== TASK INSTRUCTIONS ==
Show every line of the records that contains the string "roadside", matching case exactly.

== RECORD SET ==
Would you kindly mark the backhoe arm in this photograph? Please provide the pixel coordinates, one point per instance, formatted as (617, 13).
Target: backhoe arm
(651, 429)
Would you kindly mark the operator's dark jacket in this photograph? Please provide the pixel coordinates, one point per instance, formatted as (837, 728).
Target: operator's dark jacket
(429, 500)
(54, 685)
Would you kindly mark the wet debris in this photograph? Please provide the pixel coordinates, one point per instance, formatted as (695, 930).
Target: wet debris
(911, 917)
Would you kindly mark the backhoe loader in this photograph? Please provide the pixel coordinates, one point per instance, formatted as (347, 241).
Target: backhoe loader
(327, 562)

...

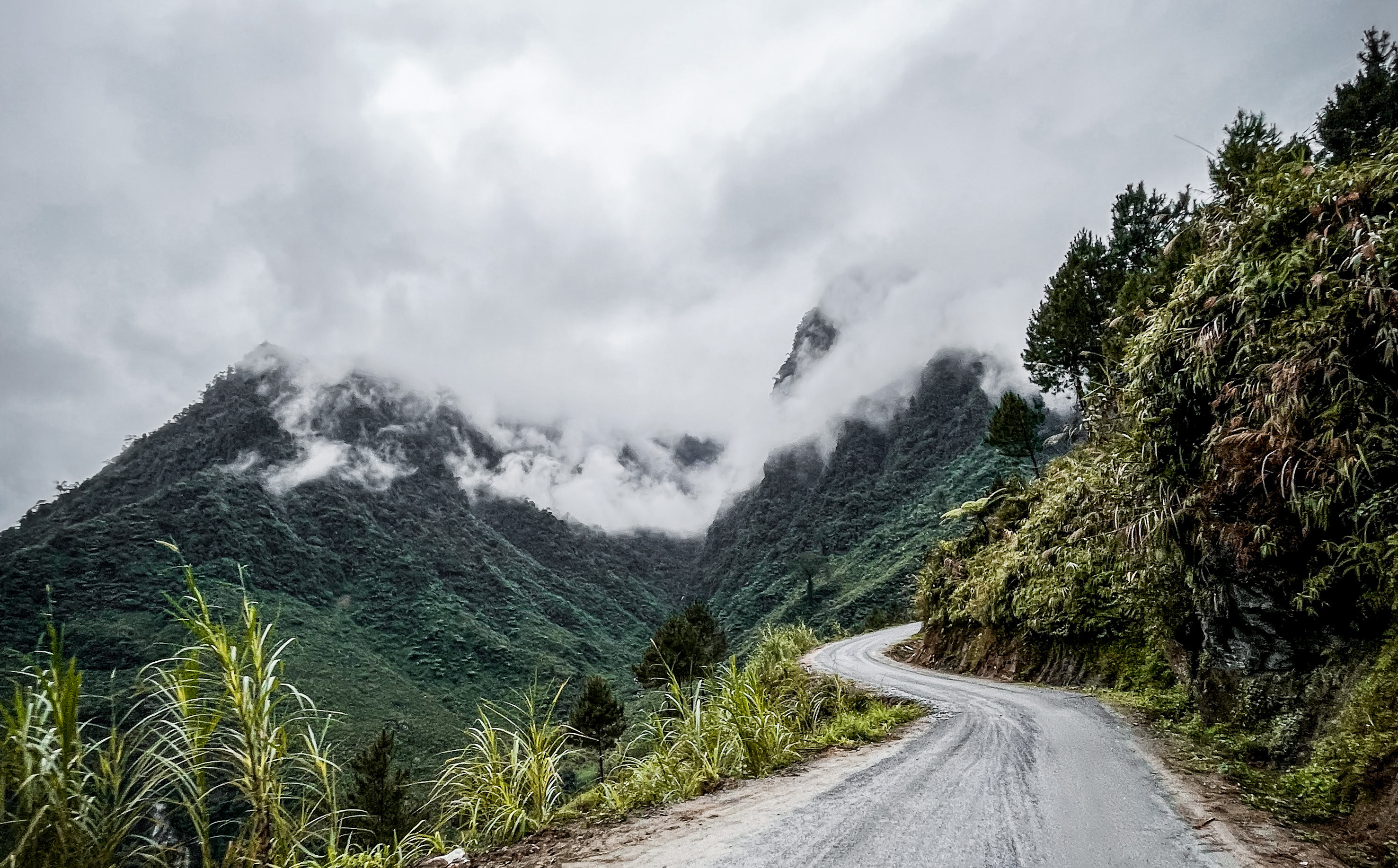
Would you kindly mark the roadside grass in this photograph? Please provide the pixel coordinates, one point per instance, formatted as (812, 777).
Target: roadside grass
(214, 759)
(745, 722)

== SOLUTION BELOW ==
Would you kindly mark the roadside grass in this photograph? Please provide the pixel coordinates, one point per instance, formatted as (812, 777).
Target: roadside grass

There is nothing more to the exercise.